RECORD EXTRACTS:
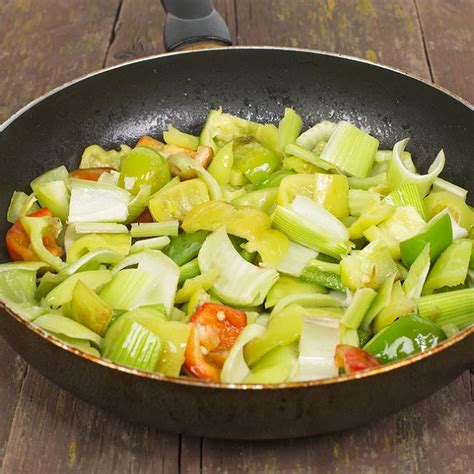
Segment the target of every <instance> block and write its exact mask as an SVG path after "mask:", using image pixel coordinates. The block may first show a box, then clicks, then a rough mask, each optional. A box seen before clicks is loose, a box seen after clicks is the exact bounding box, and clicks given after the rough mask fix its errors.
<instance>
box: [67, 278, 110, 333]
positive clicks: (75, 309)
mask: <svg viewBox="0 0 474 474" xmlns="http://www.w3.org/2000/svg"><path fill="white" fill-rule="evenodd" d="M112 313H113V311H112V308H110V306H108V305H107V304H106V303H105V302H104V301H102V299H101V298H100V297H99V296H98V295H97V294H96V293H95V292H94V291H92V290H91V289H90V288H89V287H88V286H87V285H85V284H84V283H83V282H82V281H81V280H79V281H78V282H77V283H76V286H75V287H74V290H73V292H72V300H71V316H72V319H74V320H75V321H77V322H78V323H81V324H83V325H84V326H86V327H87V328H89V329H90V330H91V331H94V332H95V333H97V334H99V335H100V336H104V335H105V331H106V330H107V326H108V325H109V323H110V320H111V319H112Z"/></svg>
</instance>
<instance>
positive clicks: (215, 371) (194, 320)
mask: <svg viewBox="0 0 474 474" xmlns="http://www.w3.org/2000/svg"><path fill="white" fill-rule="evenodd" d="M190 322H191V332H190V335H189V339H188V343H187V346H186V351H185V354H184V367H185V369H186V370H187V371H188V372H189V373H190V374H192V375H194V376H195V377H197V378H200V379H204V380H210V381H213V382H218V381H219V379H220V373H221V369H222V366H223V365H224V362H225V360H226V357H227V355H228V353H229V350H230V349H231V347H232V346H233V345H234V343H235V341H236V339H237V338H238V337H239V335H240V333H241V332H242V330H243V329H244V327H245V326H246V324H247V315H246V314H245V312H244V311H240V310H238V309H234V308H230V307H229V306H224V305H221V304H215V303H204V304H203V305H202V306H200V307H199V308H198V309H197V310H196V312H195V313H193V315H192V316H191V319H190Z"/></svg>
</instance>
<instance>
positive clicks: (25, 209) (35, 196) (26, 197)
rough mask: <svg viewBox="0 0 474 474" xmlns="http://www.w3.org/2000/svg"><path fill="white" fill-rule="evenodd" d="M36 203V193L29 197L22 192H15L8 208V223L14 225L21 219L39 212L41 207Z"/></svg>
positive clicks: (14, 192)
mask: <svg viewBox="0 0 474 474" xmlns="http://www.w3.org/2000/svg"><path fill="white" fill-rule="evenodd" d="M36 201H37V199H36V196H35V194H34V193H32V194H30V195H29V196H28V194H26V193H24V192H22V191H14V192H13V194H12V198H11V200H10V205H9V206H8V211H7V221H8V222H10V223H11V224H14V223H15V222H16V221H17V220H18V219H19V218H20V217H23V216H26V215H27V214H31V213H32V212H35V211H37V210H38V209H39V206H38V204H36Z"/></svg>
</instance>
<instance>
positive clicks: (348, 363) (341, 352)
mask: <svg viewBox="0 0 474 474" xmlns="http://www.w3.org/2000/svg"><path fill="white" fill-rule="evenodd" d="M334 358H335V360H336V365H337V367H339V368H343V369H344V372H345V373H346V374H352V372H357V371H358V370H366V369H371V368H372V367H377V366H379V365H380V362H379V361H378V360H377V359H376V358H375V357H374V356H373V355H372V354H370V352H367V351H365V350H364V349H359V348H358V347H353V346H348V345H345V344H338V345H337V346H336V354H335V356H334Z"/></svg>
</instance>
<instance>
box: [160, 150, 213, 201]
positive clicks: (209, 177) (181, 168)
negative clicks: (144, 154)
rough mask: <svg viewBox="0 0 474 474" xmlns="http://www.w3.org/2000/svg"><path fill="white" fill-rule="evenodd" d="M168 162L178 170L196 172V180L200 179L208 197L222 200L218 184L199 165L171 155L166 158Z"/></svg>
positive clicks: (195, 163) (184, 157)
mask: <svg viewBox="0 0 474 474" xmlns="http://www.w3.org/2000/svg"><path fill="white" fill-rule="evenodd" d="M168 162H169V163H170V164H172V165H174V166H177V167H178V168H179V169H180V170H182V171H186V170H193V171H195V172H196V175H197V176H198V178H200V179H202V180H203V181H204V183H205V184H206V186H207V188H208V191H209V196H210V197H211V199H213V200H219V199H222V190H221V187H220V186H219V183H218V182H217V181H216V180H215V179H214V177H213V176H212V175H211V174H210V173H209V172H208V171H207V170H206V169H204V168H203V167H202V166H201V165H200V164H199V163H197V162H196V161H195V160H193V159H192V158H190V157H189V156H185V155H171V156H170V157H169V158H168Z"/></svg>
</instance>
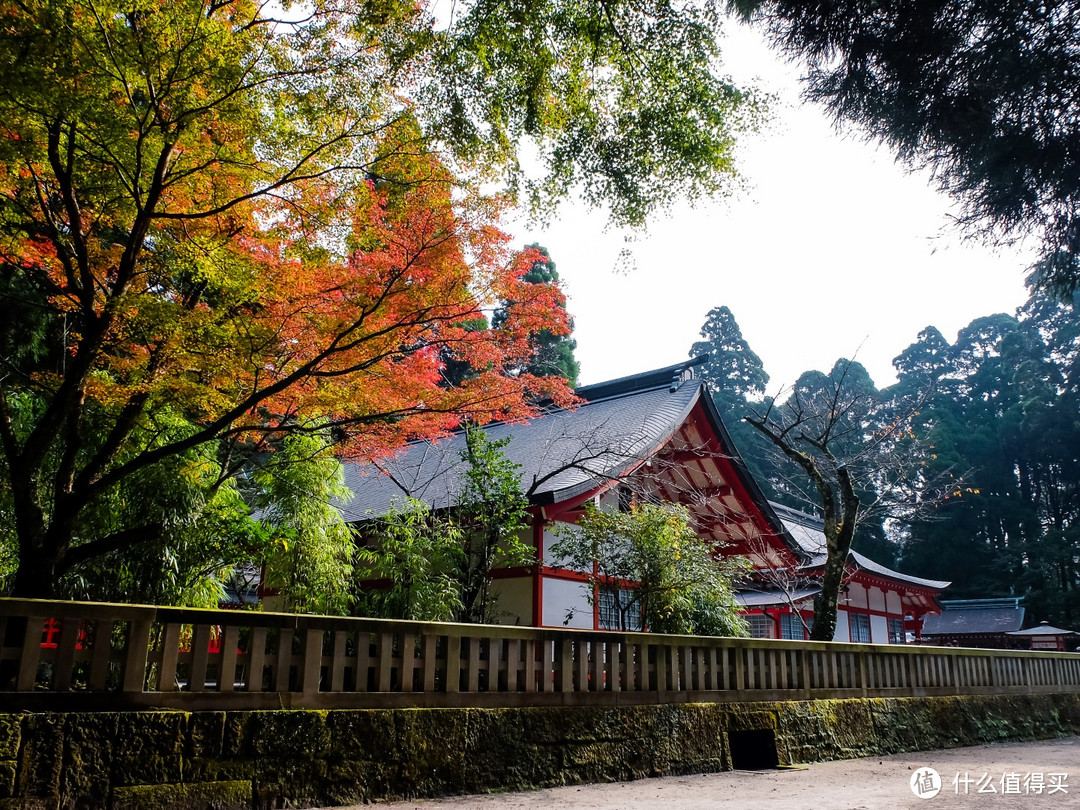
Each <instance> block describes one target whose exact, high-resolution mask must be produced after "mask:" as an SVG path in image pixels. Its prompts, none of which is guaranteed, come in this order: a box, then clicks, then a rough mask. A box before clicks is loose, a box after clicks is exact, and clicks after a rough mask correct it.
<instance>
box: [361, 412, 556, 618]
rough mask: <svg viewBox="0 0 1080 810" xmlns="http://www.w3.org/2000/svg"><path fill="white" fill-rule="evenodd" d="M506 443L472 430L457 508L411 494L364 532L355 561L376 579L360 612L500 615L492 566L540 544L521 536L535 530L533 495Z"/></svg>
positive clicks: (426, 614) (470, 432)
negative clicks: (360, 543)
mask: <svg viewBox="0 0 1080 810" xmlns="http://www.w3.org/2000/svg"><path fill="white" fill-rule="evenodd" d="M504 445H505V441H502V442H499V441H491V440H489V438H488V437H487V436H486V435H485V434H484V432H483V431H482V430H480V429H475V428H471V429H468V430H467V431H465V448H464V450H462V453H461V460H462V462H464V464H465V468H464V472H463V474H462V487H461V491H460V492H459V494H458V496H457V497H456V499H455V504H454V507H453V508H451V509H449V510H447V511H445V512H441V513H440V512H434V511H432V509H431V508H430V507H429V505H428V504H427V503H424V502H423V501H419V500H416V499H409V500H408V501H407V502H406V503H405V504H404V505H402V507H399V508H396V509H394V510H392V511H391V512H390V513H389V514H387V515H386V516H383V517H380V518H378V519H377V521H375V522H374V523H373V525H372V527H369V528H368V529H367V530H366V532H365V534H366V536H367V537H366V540H367V541H366V542H365V544H363V545H361V548H360V549H359V550H357V552H356V555H357V562H359V567H360V572H361V576H362V578H363V579H364V580H367V581H368V582H369V583H370V581H373V580H374V581H376V582H375V583H374V584H373V586H370V588H367V589H365V590H364V592H363V593H362V594H361V597H360V610H361V611H362V612H364V613H366V615H372V616H381V617H384V618H390V619H421V620H431V621H448V620H450V619H453V620H455V621H464V622H477V623H484V622H490V621H494V620H495V619H497V618H498V598H497V594H496V593H494V592H492V590H491V588H490V585H491V576H490V575H491V570H492V569H494V568H496V567H514V566H526V565H532V564H534V563H535V562H536V561H535V555H536V549H535V548H534V546H532V545H531V544H529V543H528V542H525V541H524V540H523V539H522V535H523V532H525V531H526V530H527V529H528V528H529V512H528V500H527V499H526V498H525V496H524V495H523V494H522V489H521V476H519V473H518V468H517V465H516V464H514V463H513V462H511V461H510V460H508V459H507V458H505V456H503V454H502V447H503V446H504ZM383 585H386V586H383Z"/></svg>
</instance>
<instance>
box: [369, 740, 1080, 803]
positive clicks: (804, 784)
mask: <svg viewBox="0 0 1080 810" xmlns="http://www.w3.org/2000/svg"><path fill="white" fill-rule="evenodd" d="M927 768H933V769H934V770H935V771H937V774H939V778H937V779H936V780H935V779H933V775H932V774H928V773H927V770H926V769H927ZM913 782H914V786H913ZM934 787H939V792H937V793H936V795H931V794H933V788H934ZM916 789H918V791H919V792H920V794H921V796H920V795H917V794H916ZM991 789H993V791H994V792H993V793H991V792H990V791H991ZM382 807H383V808H384V809H386V810H450V809H451V808H453V809H454V810H540V809H541V808H543V809H544V810H558V809H559V808H583V809H586V810H646V808H648V809H649V810H652V809H653V808H661V809H662V810H688V809H689V808H720V807H723V808H726V809H729V810H730V809H732V808H734V809H738V810H760V809H761V808H783V810H856V809H859V810H862V809H866V810H870V809H873V810H878V809H882V810H883V809H885V808H889V809H891V808H923V809H924V810H957V809H958V808H963V809H964V810H1007V808H1023V809H1024V810H1028V809H1030V810H1065V808H1077V809H1078V810H1080V737H1070V738H1065V739H1062V740H1049V741H1043V742H1028V743H1001V744H995V745H980V746H976V747H971V748H953V750H950V751H929V752H924V753H919V754H902V755H896V756H889V757H873V758H869V759H847V760H841V761H837V762H821V764H816V765H810V766H806V767H805V768H799V769H784V770H774V771H728V772H725V773H710V774H703V775H694V777H667V778H664V779H646V780H640V781H637V782H619V783H611V784H599V785H577V786H572V787H555V788H550V789H546V791H535V792H531V793H505V794H491V795H485V796H459V797H455V798H447V799H432V800H420V801H397V802H388V804H384V805H382Z"/></svg>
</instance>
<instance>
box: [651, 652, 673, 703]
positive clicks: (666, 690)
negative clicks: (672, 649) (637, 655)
mask: <svg viewBox="0 0 1080 810" xmlns="http://www.w3.org/2000/svg"><path fill="white" fill-rule="evenodd" d="M649 646H650V647H652V649H654V650H656V652H657V688H656V691H658V692H666V691H669V689H670V685H669V679H667V669H669V667H667V657H669V656H670V654H671V647H669V646H667V645H666V644H658V645H654V646H653V645H649Z"/></svg>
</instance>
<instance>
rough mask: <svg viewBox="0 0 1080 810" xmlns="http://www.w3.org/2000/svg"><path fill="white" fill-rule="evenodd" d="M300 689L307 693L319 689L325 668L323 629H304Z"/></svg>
mask: <svg viewBox="0 0 1080 810" xmlns="http://www.w3.org/2000/svg"><path fill="white" fill-rule="evenodd" d="M299 670H300V691H301V692H303V693H306V694H311V693H312V692H318V691H319V681H320V678H321V676H322V670H323V631H322V630H321V629H315V627H306V629H305V630H303V646H302V647H301V648H300V666H299Z"/></svg>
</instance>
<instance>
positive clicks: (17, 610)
mask: <svg viewBox="0 0 1080 810" xmlns="http://www.w3.org/2000/svg"><path fill="white" fill-rule="evenodd" d="M0 639H2V642H0V710H6V711H12V710H24V708H25V710H41V708H57V710H60V708H79V710H81V711H86V710H93V708H118V707H131V708H134V707H162V708H164V707H175V708H189V710H198V708H211V707H213V708H267V707H281V706H285V707H300V706H303V707H322V708H328V707H370V706H380V707H384V706H516V705H553V704H564V705H566V704H581V705H603V704H611V703H657V702H674V701H753V700H809V699H815V698H850V697H919V696H941V694H994V693H1035V692H1077V691H1080V654H1076V653H1067V652H1026V651H1009V650H976V649H954V648H946V647H905V646H901V645H896V646H892V645H855V644H838V643H810V642H781V640H771V639H770V640H765V639H750V638H713V637H697V636H669V635H659V634H651V633H613V632H591V631H579V630H550V629H535V627H511V626H500V625H476V624H445V623H429V622H409V621H389V620H375V619H345V618H336V617H324V616H294V615H287V613H266V612H249V611H231V610H195V609H188V608H164V607H149V606H140V605H108V604H96V603H71V602H45V600H35V599H0Z"/></svg>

TASK DESCRIPTION: List every line of the items above that contains the string "negative", matching case exactly.

RESULT:
negative clicks: (144, 154)
negative clicks: (360, 543)
negative clicks: (672, 649) (637, 655)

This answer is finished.